To link BCR sequence information to the nature of the antigen, functional antibodies need to be produced based on the acquired sequences. This step is demanding because, first, today antibody expression and characterization are not yet compatible with high-throughput methods and, second, pairing information on heavy and light chain is required.

Paired VH/VL information can be obtained by single-cell PCR. In the most comprehensive of such studies on IgA antibodies, Wardemann and colleagues67 expressed >200 functional IgA antibodies in vitro. This antibody panel was tested for binding to a set of “typical” gut antigens which led the authors to conclude that most IgA antibodies are highly specific for their respective antigen.66 Recently, the Wardemann and colleagues67 further refined the single cell-based approach using barcoded primers to amplify VH and VL regions. Subsequently, amplicon pools representing a large number of single B cells were characterized by cost-saving NGS to combine the benefits of NGS with a straightforward technique to retain pairing VH/VL information and to express functional antibodies. Following standard bulk amplification of Ig-encoding genes from tissues or cell pools, information on VH/VL pairing is lost. At best, correlation of heavy and light chain repertoires can predict likely pairings for highly frequent sequences, an approach which was successfully taken to express functional antibodies from highly polarized Ig repertoires observed in immunized mice.68 However, compared with heavy chains, light chains are less reliable to identify clonotypes7 and B-cell development in the gut biases light chains in mice.26 Thus, direct assessment of VH/VL pairing is required to systematically extend Ig-repertoire information to antibody expression and antigen specificity. A sophisticated approach to preserve pairing information of the T-cell receptor α and βchains during PCR was based on cell emulsion PCR.69 Similarly, deposition of single B cells in microwell plates was successfully used to obtain matched information on VH/VL pairing in human blood B cells.70

Determining antigen specificity through antibody expression and screening can be accompanied by computational methods for structure determination. These approaches rely on the fact that the general antibody structure is known, and in many cases a similar antibody can be found; the structures of most CDR loops are rather preserved, although CDR3 presents a bigger challenge.71 Yet, even assuming the antibody structure is known, predicting the specificity in silico (in order to narrow the range of antigens that need to be screened) is a much more daunting challenge than predicting T-cell receptor epitopes. Unlike peptides presented by major histocompatibility complex molecules, BCR antigens (a) include all possible molecules, not only proteins; (b) appear in their native unprocessed form, rather than as linear peptides; and (c) may include conformational protein epitopes consisting of structurally adjacent amino acids that come from different parts of the sequence. Finally, antibody specificity might not be determined by the BCR-encoding sequence alone. In fact, IgA and the secretory component associated with the secretory Ig complex are highly glycosylated and glycans have been shown to contribute to antigen binding.72 Thus, Ig sequencing will certainly move the field forward, but has to go hand in hand with further technical and computational inventions.

§ WORK REQUEST 1
Copy the section of the passage on antibody expression and specificity between "To link BCR" and "chain is required.", inclusive.
§ WORK REQUEST 2
Answer these questions using the passage on antibody expression and specificity:
(a) How many functional IgA antibodies did Wardemann and colleagues express in vitro?
(b) What technique was the basis for the sophisticated approach to preserving T-cell receptor α and β chain pairing during PCR?
(c) Besides the BCR-encoding sequence, what have been shown to contribute to antigen binding?

§ INFORMATION
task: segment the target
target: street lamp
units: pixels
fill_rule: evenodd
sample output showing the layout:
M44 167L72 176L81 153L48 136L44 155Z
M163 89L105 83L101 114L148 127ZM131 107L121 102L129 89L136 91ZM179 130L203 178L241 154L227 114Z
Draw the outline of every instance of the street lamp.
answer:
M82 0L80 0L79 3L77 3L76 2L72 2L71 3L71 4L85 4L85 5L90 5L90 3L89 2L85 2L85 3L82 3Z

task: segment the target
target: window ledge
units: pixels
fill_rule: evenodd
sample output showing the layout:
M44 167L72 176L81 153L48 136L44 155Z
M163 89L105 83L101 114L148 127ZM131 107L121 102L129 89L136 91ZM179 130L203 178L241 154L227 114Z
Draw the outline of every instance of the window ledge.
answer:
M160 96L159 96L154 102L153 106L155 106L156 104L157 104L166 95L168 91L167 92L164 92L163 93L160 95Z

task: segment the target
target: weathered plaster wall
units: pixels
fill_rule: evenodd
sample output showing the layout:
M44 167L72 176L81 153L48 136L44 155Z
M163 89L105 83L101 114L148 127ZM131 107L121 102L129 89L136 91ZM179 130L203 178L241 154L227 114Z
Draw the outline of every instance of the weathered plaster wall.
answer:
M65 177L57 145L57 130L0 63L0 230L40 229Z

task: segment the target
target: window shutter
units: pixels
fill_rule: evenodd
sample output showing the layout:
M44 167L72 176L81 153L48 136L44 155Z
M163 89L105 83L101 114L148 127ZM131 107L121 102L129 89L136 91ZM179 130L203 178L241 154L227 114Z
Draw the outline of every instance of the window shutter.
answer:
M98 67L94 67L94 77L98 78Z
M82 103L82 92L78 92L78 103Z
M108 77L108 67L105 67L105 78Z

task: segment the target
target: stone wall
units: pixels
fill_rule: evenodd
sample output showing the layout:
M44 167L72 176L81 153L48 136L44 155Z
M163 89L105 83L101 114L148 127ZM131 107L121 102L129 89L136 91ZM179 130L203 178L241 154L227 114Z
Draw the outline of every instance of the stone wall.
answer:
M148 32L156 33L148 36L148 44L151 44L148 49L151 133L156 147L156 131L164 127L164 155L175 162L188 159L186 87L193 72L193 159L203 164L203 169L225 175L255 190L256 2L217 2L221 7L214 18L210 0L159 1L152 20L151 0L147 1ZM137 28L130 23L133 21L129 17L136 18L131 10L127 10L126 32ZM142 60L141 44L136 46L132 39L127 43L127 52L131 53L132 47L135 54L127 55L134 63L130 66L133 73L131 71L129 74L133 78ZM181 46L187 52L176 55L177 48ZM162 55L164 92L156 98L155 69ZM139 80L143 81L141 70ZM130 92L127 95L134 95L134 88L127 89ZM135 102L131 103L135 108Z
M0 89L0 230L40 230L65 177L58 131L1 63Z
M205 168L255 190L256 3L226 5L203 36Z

§ TASK ANSWER 1
To link BCR sequence information to the nature of the antigen, functional antibodies need to be produced based on the acquired sequences. This step is demanding because, first, today antibody expression and characterization are not yet compatible with high-throughput methods and, second, pairing information on heavy and light chain is required.

§ TASK ANSWER 2
(a) More than 200.
(b) Cell emulsion PCR.
(c) Glycans.